**Exercise objective**. List every line in the rows below that contains the string "khaki", copying each one in full. Case counts, so match the capitalization exactly.

**Given entries**.
....

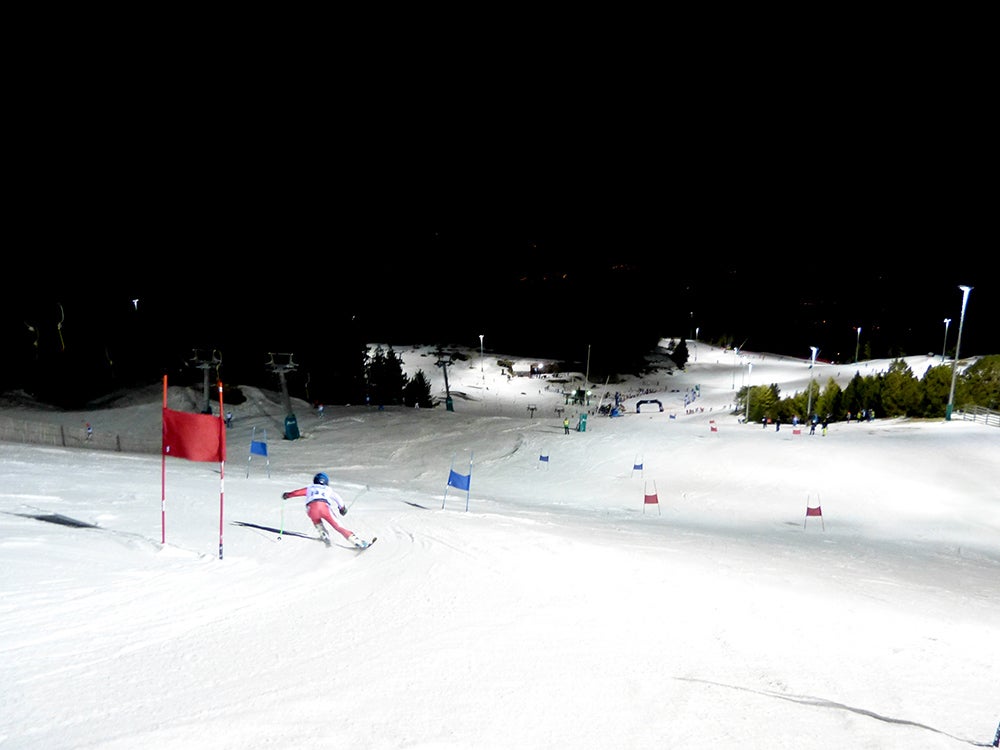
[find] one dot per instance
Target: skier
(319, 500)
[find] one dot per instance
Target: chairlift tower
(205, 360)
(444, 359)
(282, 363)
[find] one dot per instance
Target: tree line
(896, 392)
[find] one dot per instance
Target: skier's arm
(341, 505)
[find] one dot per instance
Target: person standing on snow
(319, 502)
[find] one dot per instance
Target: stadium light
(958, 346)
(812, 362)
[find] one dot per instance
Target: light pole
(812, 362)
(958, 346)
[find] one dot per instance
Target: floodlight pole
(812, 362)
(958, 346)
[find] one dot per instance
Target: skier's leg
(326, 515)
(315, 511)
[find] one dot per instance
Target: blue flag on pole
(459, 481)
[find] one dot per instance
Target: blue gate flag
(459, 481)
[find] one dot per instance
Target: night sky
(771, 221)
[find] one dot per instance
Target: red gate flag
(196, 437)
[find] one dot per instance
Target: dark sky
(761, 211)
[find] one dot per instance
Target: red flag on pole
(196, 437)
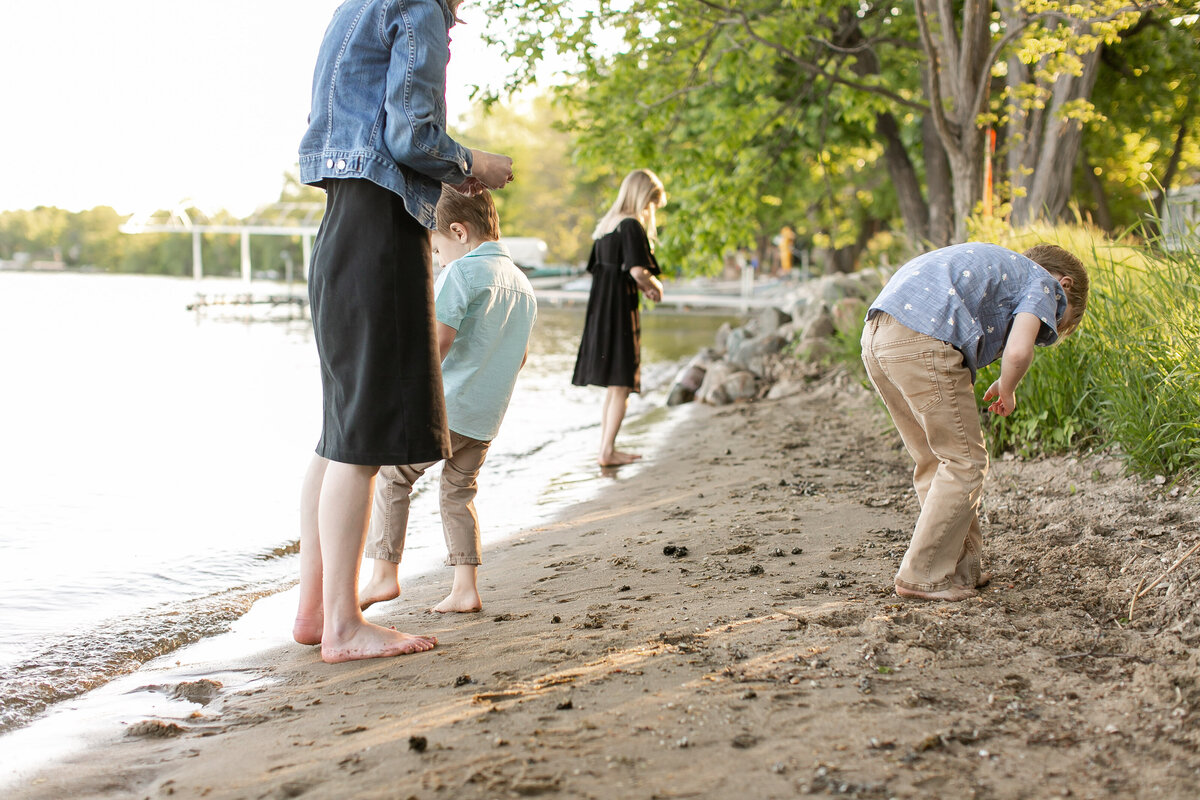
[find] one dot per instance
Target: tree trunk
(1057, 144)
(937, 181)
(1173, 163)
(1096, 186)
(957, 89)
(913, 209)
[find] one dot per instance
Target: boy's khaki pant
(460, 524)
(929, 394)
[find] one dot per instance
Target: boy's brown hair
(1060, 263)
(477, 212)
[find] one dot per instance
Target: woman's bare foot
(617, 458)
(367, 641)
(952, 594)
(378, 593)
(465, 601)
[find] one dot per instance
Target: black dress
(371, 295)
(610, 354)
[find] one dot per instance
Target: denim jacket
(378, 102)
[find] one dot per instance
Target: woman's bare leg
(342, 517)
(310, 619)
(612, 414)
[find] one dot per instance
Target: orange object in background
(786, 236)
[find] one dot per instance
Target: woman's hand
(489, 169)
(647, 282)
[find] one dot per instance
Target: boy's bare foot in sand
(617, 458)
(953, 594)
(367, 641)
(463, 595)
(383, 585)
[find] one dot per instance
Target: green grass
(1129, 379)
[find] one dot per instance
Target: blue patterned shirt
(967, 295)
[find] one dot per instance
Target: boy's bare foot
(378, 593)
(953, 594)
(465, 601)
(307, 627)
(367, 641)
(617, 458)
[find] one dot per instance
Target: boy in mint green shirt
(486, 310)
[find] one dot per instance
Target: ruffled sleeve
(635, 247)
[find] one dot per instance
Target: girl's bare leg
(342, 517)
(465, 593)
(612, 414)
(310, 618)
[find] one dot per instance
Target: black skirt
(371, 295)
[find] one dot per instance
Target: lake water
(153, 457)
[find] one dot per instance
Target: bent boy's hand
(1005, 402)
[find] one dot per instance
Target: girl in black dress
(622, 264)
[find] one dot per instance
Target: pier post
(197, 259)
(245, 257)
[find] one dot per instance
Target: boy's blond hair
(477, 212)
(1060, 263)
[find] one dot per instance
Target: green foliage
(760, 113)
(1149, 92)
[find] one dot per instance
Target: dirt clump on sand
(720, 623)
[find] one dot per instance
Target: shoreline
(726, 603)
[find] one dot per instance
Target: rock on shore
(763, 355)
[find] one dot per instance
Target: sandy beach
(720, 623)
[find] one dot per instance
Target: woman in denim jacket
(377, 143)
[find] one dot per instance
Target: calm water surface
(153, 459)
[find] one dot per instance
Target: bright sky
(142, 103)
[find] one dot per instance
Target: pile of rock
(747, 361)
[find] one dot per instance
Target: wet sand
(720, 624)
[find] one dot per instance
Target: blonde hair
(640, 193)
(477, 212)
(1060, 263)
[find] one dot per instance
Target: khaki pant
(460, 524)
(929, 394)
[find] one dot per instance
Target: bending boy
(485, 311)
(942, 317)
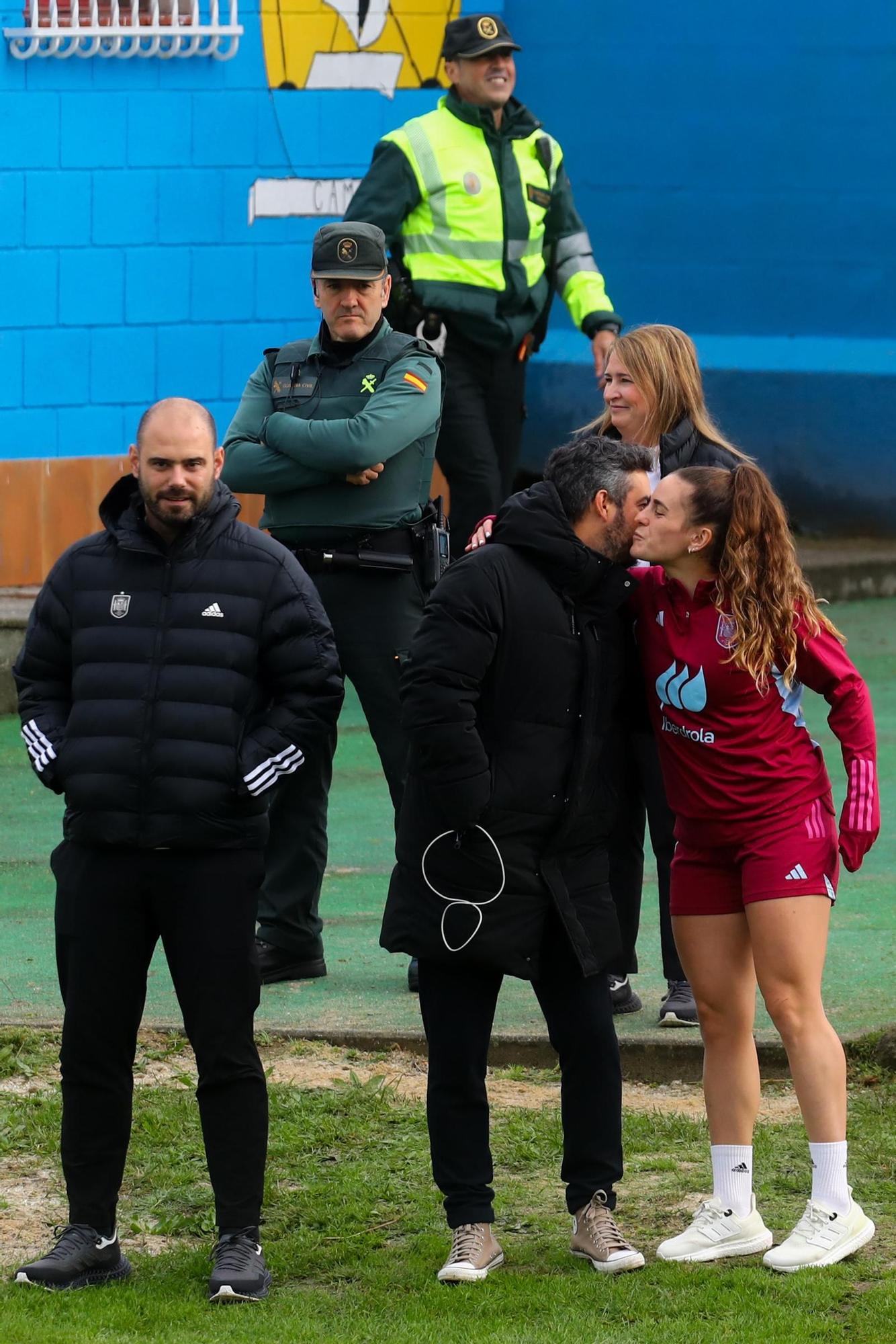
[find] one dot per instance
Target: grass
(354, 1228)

....

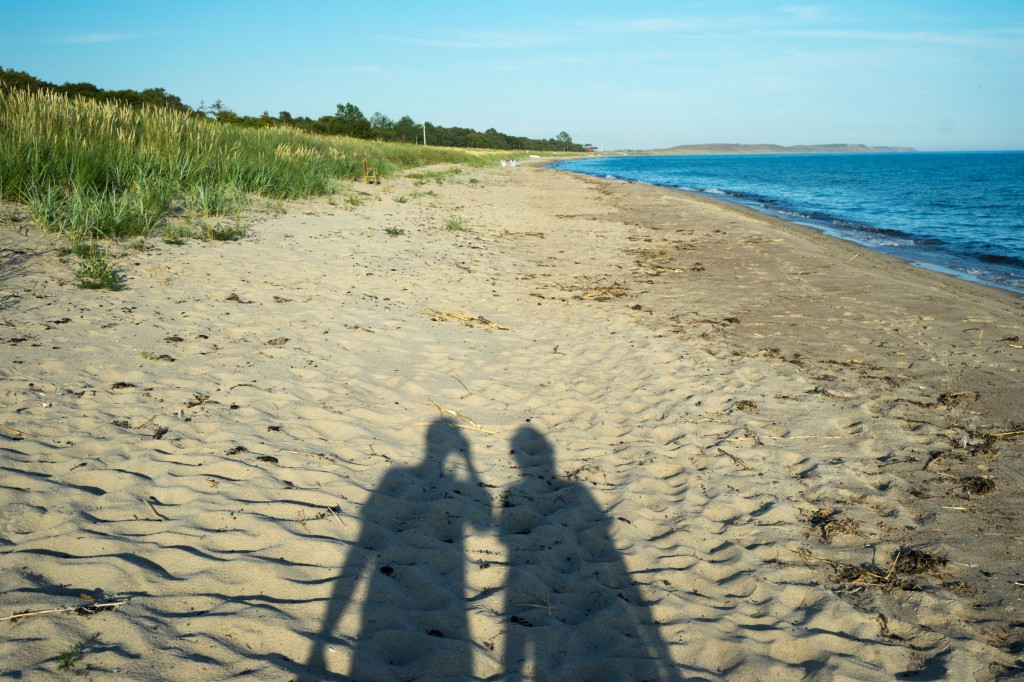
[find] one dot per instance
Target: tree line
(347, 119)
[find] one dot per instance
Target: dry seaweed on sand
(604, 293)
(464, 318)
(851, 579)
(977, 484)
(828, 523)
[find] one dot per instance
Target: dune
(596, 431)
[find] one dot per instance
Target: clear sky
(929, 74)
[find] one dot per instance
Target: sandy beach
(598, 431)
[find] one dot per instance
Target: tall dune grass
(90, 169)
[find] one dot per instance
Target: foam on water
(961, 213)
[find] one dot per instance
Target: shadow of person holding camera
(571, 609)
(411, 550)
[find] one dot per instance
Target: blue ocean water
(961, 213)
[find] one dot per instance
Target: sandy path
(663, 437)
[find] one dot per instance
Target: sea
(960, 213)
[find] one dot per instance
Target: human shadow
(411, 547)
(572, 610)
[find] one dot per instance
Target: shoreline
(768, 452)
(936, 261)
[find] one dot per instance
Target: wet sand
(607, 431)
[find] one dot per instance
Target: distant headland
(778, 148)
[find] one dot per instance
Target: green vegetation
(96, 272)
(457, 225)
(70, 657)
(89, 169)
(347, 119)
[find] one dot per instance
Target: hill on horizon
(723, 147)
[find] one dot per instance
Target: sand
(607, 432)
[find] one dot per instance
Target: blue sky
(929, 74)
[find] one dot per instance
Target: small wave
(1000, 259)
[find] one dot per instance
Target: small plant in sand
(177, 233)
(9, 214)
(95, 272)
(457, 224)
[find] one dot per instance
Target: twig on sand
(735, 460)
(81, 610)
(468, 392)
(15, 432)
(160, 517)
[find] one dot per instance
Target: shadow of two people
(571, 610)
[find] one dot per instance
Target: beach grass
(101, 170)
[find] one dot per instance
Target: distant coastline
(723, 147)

....

**Result for this task**.
Target: boy's khaki pant
Target: khaki pant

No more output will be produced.